═════ Trecho da página

“Não vejo nada que não tenha desabado/ nem mesmo entendo como estou de pé/ olhando um outro num espelho pendurado/ que reconheço, mas não sei quem é.” As palavras inicias de Avante, novo CD do músico pernambucano Siba, 42 anos, emolduram um cenário algo apocalíptico. A canção se chama “Preparando o Salto” e anuncia um tempo de mudanças para o ex-líder dos grupos Mestre Ambrósio e Fuloresta do Samba.

Distanciando-se pela primeira vez das pesquisas sobre tradições nordestinas dos trabalhos anteriores, Siba posa na capa com uma guitarra em punho. O álbum mira de volta os tempos de adolescência, quando a paixão pelo rock’n’roll ainda sobrepujava o fascínio pelo maracatu.

“Com 15 anos, eu só gostava do rock. Quando percebi que tinha uma coisa contraditória nisso, pensei: porra, só rock?”,  lembra, sentado numa mesa de padaria à beira da avenida Sumaré, em São Paulo, para onde se mudou há quase um ano, após uma longa temporada vivendo junto aos maracatus rurais de Nazaré da Mata, na zona da mata pernambucana, e uma volta à Recife natal.

Na procura pela diversidade, encontrou a música africana, que ajudou a moldar a musicalidade do Mestre Ambrósio e é referência forte em Avante. De algum modo, a rota nova o reaproxima do manguebit dos anos 1990, movimento do qual o Mestre Ambrósio participou de modo colateraL.

Ao longo da entrevista, Siba falou dos cruzamentos entre música congolesa e brega nordestino em “Avante” refletiu sobre as tensões entre “tradição” e “modernidade” e se posicionou sobre a polêmica aberta no final e 2011 pelo matogrossene Pablo Capilé. Gestor do coletivo Fora do Eixo, Capilé endereçou críticas ácidas à música pernambucana atual, citando um suposto isolamento cultural do estado, capitaneada segundo ele pela geração manguebit. Leia os principais trechos a seguir.

Pedro Alexandre Sanches: Dizem que o mundo vai acabar em 2012, e seu disco tem uns versos meio pré-apocalípticos, “Canoa Furada”. Tem alguma coisa a ver?

Siba: Não, com o calendário maia, não (risos)… Acho que de alguma forma acabei o mundo para fazer esse disco. “Cantando Ciranda na Beira do Mar” é meio trágica, poesia épica, em que tudo termina no aniquilamento total. “Preparando o Salto” é bem pessoal, tem a ver com um momento de crise profunda, radical, de você olhar no espelho e perguntar “que porra é essa?, quem sou eu?”. Em Nazaré da Mata eu estava vivendo o oposto, a unidade total, num lugar minúsculo, uma inteireza entre o que eu fazia, onde eu morava, em que eu acreditava. Foi uma experiência longa, durou 11 anos, e depois a vida se tornou mais complexa que aquilo. Essa estrutura de vida e trabalho foi desajustando e pedindo outra resposta. Foi quando escutei O Método Túfo de Experiências (2005), do Cidadão Instigado, que bateu muito forte. Outra necessidade que eu tinha era de romper com a banda, eu estava muito dependente.

══════════
═════ Dados apresentados

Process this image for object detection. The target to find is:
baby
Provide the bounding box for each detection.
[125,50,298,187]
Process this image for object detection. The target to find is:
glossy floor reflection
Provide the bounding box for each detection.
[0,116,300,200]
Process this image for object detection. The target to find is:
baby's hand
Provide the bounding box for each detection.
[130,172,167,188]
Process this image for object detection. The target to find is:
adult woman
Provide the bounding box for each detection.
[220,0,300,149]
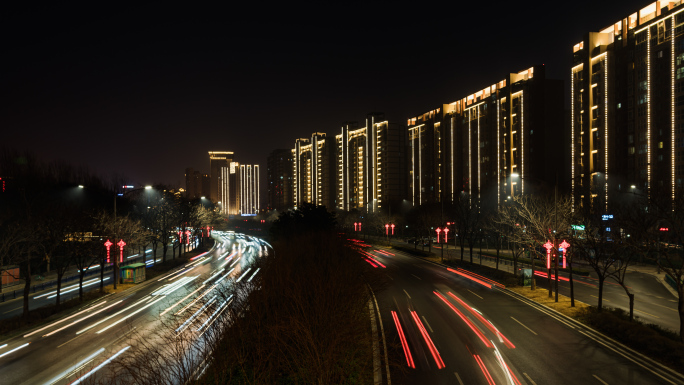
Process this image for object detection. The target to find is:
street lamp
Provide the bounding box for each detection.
[113,186,155,290]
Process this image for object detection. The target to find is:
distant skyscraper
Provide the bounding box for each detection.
[220,162,240,215]
[204,151,233,203]
[240,164,259,215]
[185,167,197,199]
[267,149,294,211]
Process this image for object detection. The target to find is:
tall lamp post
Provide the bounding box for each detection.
[114,186,155,290]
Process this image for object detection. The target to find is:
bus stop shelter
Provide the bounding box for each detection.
[121,263,145,283]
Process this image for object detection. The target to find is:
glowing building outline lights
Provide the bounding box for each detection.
[603,52,608,212]
[670,15,676,210]
[646,28,651,199]
[496,98,501,205]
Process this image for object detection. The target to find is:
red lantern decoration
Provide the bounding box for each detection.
[117,239,126,263]
[105,239,113,263]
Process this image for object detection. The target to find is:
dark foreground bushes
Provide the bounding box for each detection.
[581,306,684,372]
[199,233,388,384]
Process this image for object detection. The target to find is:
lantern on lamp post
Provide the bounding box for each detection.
[105,239,113,263]
[558,240,570,269]
[116,239,126,263]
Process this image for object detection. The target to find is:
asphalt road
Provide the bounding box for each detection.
[371,243,684,385]
[412,243,679,332]
[0,242,203,319]
[0,232,267,384]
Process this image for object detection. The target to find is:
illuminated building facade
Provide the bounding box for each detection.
[204,151,233,203]
[185,167,211,199]
[408,66,565,205]
[217,162,241,215]
[335,113,407,212]
[571,1,684,213]
[266,149,294,211]
[292,132,335,208]
[240,164,259,216]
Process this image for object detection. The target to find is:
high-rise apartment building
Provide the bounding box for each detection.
[335,113,407,212]
[267,149,294,211]
[204,151,233,203]
[219,162,241,215]
[408,66,565,205]
[185,167,211,199]
[240,164,259,216]
[292,132,335,208]
[571,1,684,213]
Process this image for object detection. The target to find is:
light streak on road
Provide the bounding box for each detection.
[24,301,107,338]
[492,342,521,385]
[364,258,378,269]
[447,268,492,289]
[0,342,30,358]
[473,354,496,385]
[33,278,99,299]
[195,294,233,331]
[411,311,445,369]
[202,268,225,285]
[71,346,130,385]
[43,300,123,337]
[97,297,164,334]
[392,311,416,369]
[150,275,199,296]
[174,284,216,315]
[456,267,506,289]
[47,348,104,385]
[47,277,110,299]
[159,285,206,317]
[76,297,152,334]
[433,291,492,348]
[447,292,515,349]
[235,267,252,283]
[176,296,216,333]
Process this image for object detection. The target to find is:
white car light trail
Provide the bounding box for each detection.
[43,300,123,337]
[71,346,130,385]
[23,301,107,336]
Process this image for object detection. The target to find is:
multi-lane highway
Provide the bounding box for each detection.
[366,243,684,385]
[0,232,270,384]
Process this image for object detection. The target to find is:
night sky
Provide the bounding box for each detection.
[0,0,650,202]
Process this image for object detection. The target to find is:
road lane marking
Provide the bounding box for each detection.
[651,303,677,311]
[2,306,24,314]
[578,330,676,385]
[511,316,538,336]
[57,334,85,349]
[634,309,660,318]
[421,316,434,333]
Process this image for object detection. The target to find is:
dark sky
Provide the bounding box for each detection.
[0,0,650,200]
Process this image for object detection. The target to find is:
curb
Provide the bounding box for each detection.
[380,242,684,384]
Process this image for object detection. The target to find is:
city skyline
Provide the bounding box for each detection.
[1,1,649,204]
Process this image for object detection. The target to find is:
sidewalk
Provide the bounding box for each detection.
[0,243,199,294]
[381,239,679,298]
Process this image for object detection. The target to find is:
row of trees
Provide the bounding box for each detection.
[338,188,684,341]
[0,150,217,319]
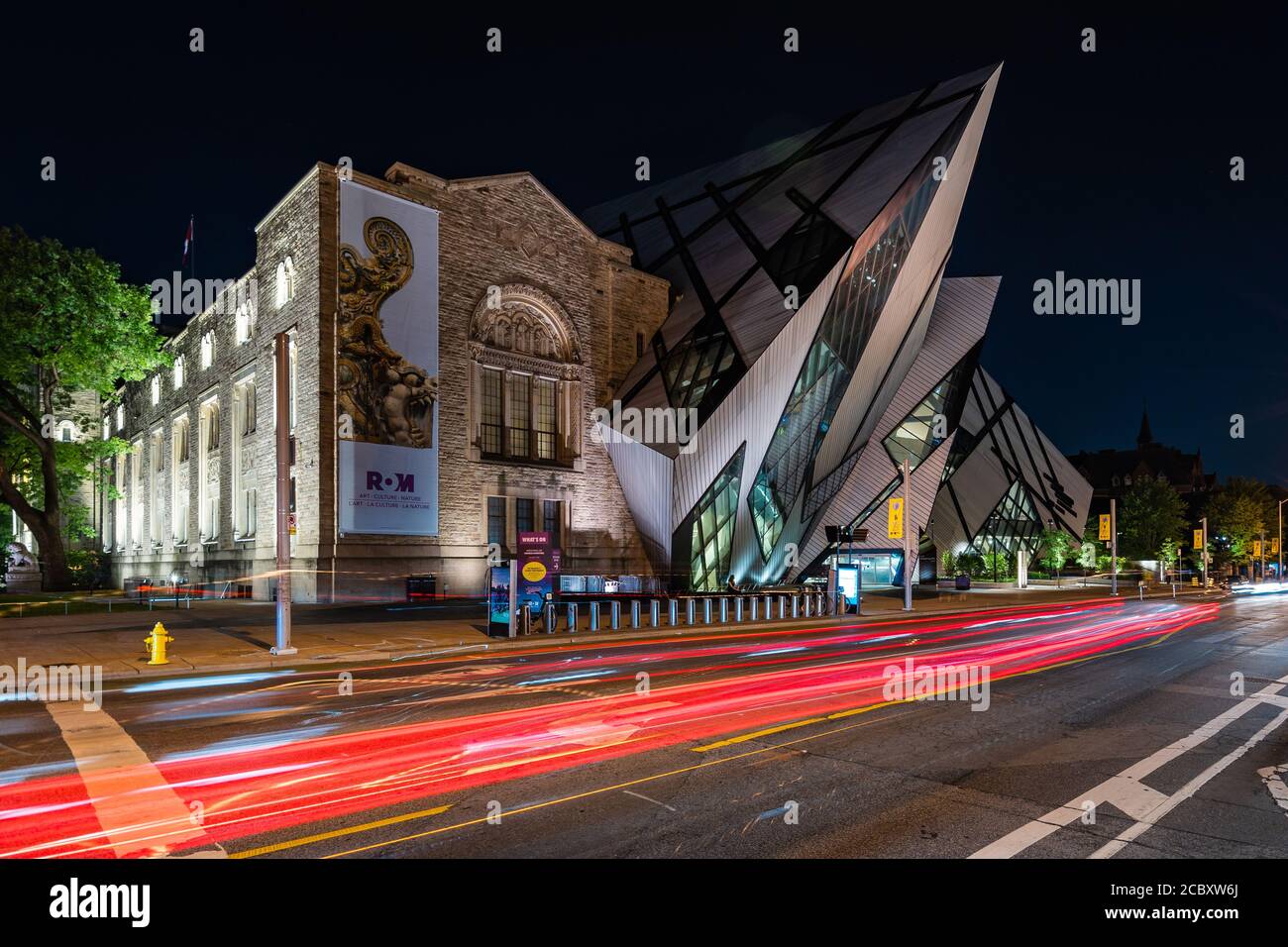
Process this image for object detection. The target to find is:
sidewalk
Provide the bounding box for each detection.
[0,587,1211,678]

══════════

* **Tarefas do exercício**
(A) Liste todos os títulos de canções mencionados na entrevista com Siba.
(B) De acordo com a entrevista com Siba, por que a estrutura de vida e trabalho que ele mantinha em Nazaré da Mata passou a pedir outra resposta?
(C) Na entrevista com Siba, há quanto tempo ele havia se mudado para São Paulo?

* **Respostas por tarefa**
(A)
"Preparando o Salto"
"Canoa Furada"
"Cantando Ciranda na Beira do Mar"

(B) Depois de uma experiência de 11 anos de unidade total num lugar minúsculo, a vida dele se tornou mais complexa que aquilo. Com isso, essa estrutura foi se desajustando.

(C) Há quase um ano.